#### SOURCE EXCERPT:

--------------------------------------------------

Unsafe vs MemorySegments / Bounds checking...

Tue Oct 29 18:35:42 UTC 2024

On 2024-10-29 10:44 AM, Maurizio Cimadamore wrote:
> Unfortunately we have never been able to come up with a reproducer for 
> the slow down you are experiencing.
> 
> If/when you have a standalone benchmark which shows the issue we will 
> obviously take a look at it.
> 

If you recall, I did send you a reproducer, and you did verify the 
regression. This is what led you to come up with a strategy to define a 
derived VarHandle. This helped somewhat, but you observed the inliner 
giving up when the code was embedded in a very large method. JDK 23 
appears to have introduced a regression that has made this worse.

Why is the inliner giving up? Is it because the VahHandle transform 
introduced too many layers of indirection? What if the equivalent 
VarHandle could be produced (or be built in) which skipped a few steps? 
Would this allowing the inlining to proceed as expected? Is there a 
better strategy? As it stands, there's no official path forward for 
replacing the Unsafe API in a way that retains it's efficiency.

> On 29/10/2024 15:39, Brian S O'Neill wrote:
>>
>> It looks like (again) the HotSpot inliner isn't doing enough to 
>> transform the code into the plain internal unsafe code. At the very 
>> least, I think there should be a convenience API which doesn't require 
>> me to apply a special transform step. The implementation could then at 
>> least employ the magic "force inline" annotations to ensure that 
>> there's no performance regressions.
> 
> Well, if it was that easy :-)
> 
> 99.99% of the work associated with such issues is to understand _where_ 
> adding ForceInline might be beneficial. Just blanket-adding that 
> everywhere will likely make your code slower, not faster.

In this particular case, I'd like the magic transformed VarHandle to 
somehow be collapsed into it's simpler form such that HotSpot doesn't 
see it as being too big. I don't care if the implementation relies on 
(ab)using the inliner or not. I think there needs to be a much simpler 
and more direct way to "just access memory".

> 
> 
> In general 99% of the cost associated with bound checks can be disabled 
> by using segments whose length is Long.MAX_VALUE. But, as we have 
> learned when looking at some of your examples, this doesn't fully 
> eliminate all the costs because there's still a sign check involved: 
> e.g. the offset into the memory segment must be > 0 - and there's not 
> much C2 can do to eliminate that at the moment.
> 
> Of course, when a segment is accessed in a loop, none of this matters - 
> checks will be hoisted out of the loops, and any added cost will be 
> amortized.

--------------------------------------------------

#### RECORD SET:
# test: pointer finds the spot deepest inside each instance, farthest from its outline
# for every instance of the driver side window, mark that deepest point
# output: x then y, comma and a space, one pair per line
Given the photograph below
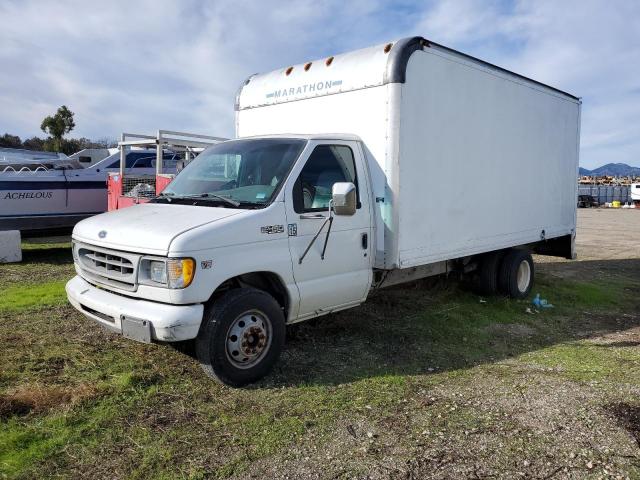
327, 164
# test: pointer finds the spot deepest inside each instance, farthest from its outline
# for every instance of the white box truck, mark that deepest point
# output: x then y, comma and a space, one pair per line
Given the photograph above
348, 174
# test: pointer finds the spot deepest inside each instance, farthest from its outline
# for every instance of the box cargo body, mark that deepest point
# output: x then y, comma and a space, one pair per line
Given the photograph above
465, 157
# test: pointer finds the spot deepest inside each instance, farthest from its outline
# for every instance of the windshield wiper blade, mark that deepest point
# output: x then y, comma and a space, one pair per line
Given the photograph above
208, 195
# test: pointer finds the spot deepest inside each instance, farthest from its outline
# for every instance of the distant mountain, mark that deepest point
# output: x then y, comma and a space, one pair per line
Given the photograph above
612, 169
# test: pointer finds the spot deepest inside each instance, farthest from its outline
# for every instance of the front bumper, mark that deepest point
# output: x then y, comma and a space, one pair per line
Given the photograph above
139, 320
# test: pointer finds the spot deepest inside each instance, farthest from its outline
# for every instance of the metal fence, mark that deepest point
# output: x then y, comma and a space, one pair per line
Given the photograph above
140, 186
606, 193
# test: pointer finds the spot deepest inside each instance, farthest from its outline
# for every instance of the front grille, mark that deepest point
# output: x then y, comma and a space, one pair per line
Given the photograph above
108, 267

--------------------------------------------------

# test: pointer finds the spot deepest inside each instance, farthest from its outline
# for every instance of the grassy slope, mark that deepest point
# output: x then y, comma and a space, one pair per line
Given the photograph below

--------------------------------------------------

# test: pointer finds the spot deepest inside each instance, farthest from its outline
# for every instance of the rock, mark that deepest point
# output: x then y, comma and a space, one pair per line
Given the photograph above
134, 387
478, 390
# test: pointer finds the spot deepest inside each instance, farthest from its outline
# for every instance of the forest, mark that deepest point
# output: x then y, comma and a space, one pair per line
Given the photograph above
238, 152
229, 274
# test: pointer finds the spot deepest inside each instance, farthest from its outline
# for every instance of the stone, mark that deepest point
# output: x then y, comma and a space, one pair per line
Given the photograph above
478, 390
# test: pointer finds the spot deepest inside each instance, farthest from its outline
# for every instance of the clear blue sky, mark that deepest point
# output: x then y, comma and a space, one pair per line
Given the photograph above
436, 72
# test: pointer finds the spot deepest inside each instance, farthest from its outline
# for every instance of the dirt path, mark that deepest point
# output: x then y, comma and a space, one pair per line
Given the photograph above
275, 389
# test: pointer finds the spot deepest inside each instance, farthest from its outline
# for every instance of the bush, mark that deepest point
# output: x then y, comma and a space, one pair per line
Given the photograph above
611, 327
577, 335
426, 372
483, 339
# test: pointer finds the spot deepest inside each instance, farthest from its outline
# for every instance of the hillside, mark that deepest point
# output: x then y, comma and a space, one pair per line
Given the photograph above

--------------------------------------------------

#### PROBLEMS TO SOLVE:
**1)** Gather every line of the records that contains the string "front", treating uppercase and lowercase letters as distinct.
**2)** Write the next part of the mailing-list discussion of Unsafe and memory segments, beginning after its final sentence.
The mailing-list discussion of Unsafe and memory segments has no connection to the records.

#### ANSWERS FOR THIS EXERCISE:
**1)**
# for every instance of the front bumper, mark that deepest point
# for every instance of the front grille, mark that deepest point

**2)**
> 
> But if code accesses a memory segment (or a byte buffer, or...) in a 
> "random" fashion, then some of these additional costs might show up (and 
> some are, I think, unavoidable).

I don't think the bounds check is causing much of an issue. When I add 
explicit bounds checks of my own I don't see any issue either. I think 
it really is just the case of a long chain of transforms not being 
collapsed down into much simpler operation.

> 
> Popping back up 100 levels: your message seems to imply that a 
> requirement for deprecating unsafe is that we should have a replacement 
> API which offers 100% of Unsafe performance _and_ it is safe. I think 
> this angle is rather unworkable. That said, I don't want to fully close 
> the door to investigate whethet there's better "escape hatch" we can 
> express within FFM (e.g. using restricted methods) to support corner 
> cases where existing optimizations might not work too well. But to do 
> that, we need some benchmark to look at (preferrably one that doesn't 
> pull in an entire project).

No, I don't want a replacement for Unsafe which is also safe. I want 
something which offers the same performance, with the same potential 
risks, and therefore should remain restricted. The simplest approach 
would be to keep the Unsafe API, or something like it. I understand why 
this is undesirable, and I'm not advocating for it.

I feel perfectly comfortable using a VarHandle instead, and I do like 
the fact that it offers more features than Unsafe with respect to 
concurrency and byte ordering. The alternative would be to bloat the 
Unsafe class with a gazillion permutations, which is of course a mess.

I don't know what the "correct" FFM API should look like, but if it 
allows me to obtain a restricted VarHandle which "just accesses memory", 
then this has two benefits: 1) It makes it easier for applications to 
migrate off the Unsafe API, and 2) It makes it easier to optimize 
because the implementation can be more direct.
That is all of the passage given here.